■ ABOUT THIS EXERCISE: Go through the listing below and gather every line with the word "moose".
*** THE INPUT ***
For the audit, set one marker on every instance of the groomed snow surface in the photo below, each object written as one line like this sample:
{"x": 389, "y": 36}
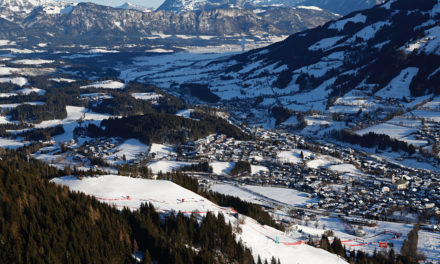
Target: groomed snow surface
{"x": 109, "y": 84}
{"x": 167, "y": 196}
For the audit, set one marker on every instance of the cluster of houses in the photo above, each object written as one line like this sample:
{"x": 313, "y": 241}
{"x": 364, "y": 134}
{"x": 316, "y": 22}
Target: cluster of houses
{"x": 379, "y": 191}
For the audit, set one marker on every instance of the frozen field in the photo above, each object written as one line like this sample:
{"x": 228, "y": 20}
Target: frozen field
{"x": 167, "y": 196}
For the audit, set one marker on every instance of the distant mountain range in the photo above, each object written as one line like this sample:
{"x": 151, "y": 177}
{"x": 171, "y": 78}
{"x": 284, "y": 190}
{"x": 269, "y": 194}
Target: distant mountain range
{"x": 48, "y": 21}
{"x": 343, "y": 7}
{"x": 130, "y": 6}
{"x": 389, "y": 51}
{"x": 336, "y": 6}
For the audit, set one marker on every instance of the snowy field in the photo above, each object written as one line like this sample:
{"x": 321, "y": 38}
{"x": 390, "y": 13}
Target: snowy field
{"x": 109, "y": 84}
{"x": 263, "y": 195}
{"x": 167, "y": 196}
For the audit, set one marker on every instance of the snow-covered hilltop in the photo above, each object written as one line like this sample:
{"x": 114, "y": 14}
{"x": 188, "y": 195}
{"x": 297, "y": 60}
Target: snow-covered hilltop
{"x": 27, "y": 6}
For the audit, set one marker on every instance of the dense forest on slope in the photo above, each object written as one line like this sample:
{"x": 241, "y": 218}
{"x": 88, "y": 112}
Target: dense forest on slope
{"x": 163, "y": 128}
{"x": 373, "y": 140}
{"x": 45, "y": 223}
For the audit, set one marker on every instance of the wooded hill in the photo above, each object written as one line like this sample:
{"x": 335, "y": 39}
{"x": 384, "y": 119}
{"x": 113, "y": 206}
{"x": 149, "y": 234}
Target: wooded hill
{"x": 41, "y": 222}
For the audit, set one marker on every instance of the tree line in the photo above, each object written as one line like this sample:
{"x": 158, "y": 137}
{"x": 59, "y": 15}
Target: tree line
{"x": 41, "y": 222}
{"x": 162, "y": 128}
{"x": 373, "y": 140}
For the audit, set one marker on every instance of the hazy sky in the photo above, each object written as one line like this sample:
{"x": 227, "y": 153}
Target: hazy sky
{"x": 145, "y": 3}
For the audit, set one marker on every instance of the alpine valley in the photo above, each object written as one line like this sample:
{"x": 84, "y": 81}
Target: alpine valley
{"x": 220, "y": 131}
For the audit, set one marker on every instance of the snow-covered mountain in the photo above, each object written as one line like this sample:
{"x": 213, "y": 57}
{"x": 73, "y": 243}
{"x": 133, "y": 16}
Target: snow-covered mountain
{"x": 180, "y": 5}
{"x": 24, "y": 5}
{"x": 27, "y": 6}
{"x": 389, "y": 51}
{"x": 130, "y": 6}
{"x": 336, "y": 6}
{"x": 343, "y": 7}
{"x": 81, "y": 23}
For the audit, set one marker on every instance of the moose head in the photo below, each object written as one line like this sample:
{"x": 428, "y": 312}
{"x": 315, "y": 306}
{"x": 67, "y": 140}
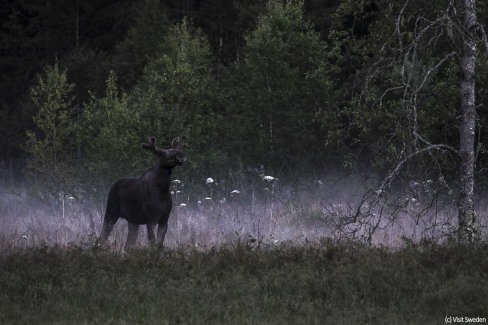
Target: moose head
*** End of THE INPUT ***
■ ANSWER TO THE EXERCISE:
For the audit, set one marker on every instance of the moose head in the photo below, each object written as one line like this sample:
Target: moose head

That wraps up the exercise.